Rows from an object pointing dataset
********

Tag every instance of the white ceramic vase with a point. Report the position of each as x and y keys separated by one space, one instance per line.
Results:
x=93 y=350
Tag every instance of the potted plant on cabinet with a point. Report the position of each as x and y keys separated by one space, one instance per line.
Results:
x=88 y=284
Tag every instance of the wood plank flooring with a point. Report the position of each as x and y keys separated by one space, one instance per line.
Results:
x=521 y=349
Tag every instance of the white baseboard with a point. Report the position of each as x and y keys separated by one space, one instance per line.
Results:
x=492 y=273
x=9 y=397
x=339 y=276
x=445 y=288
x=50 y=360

********

_INSTRUCTION_: Write out every line of the records above again, requests included. Scale each x and y coordinate in the results by 0.35 and round it to a whole number, with halves rounded up.

_CORRECT OUTPUT_:
Tag every instance of the white ceramic vase with a point. Report the position of each as x and y keys separated by one space, one instance per line.
Results:
x=33 y=123
Tag every instance of the potted plant on cabinet with a point. Report the position of each as x and y keys separated by one space, one instance per line.
Results:
x=31 y=99
Tag every instance of the wood plank flooring with a point. Report the position of each as x and y keys separated by one space, one instance per line.
Results:
x=182 y=122
Tag every instance of the white baseboard with a point. Report the position of each as x and y keys separated by one space, one instance per line.
Results:
x=172 y=96
x=3 y=139
x=119 y=97
x=156 y=101
x=18 y=126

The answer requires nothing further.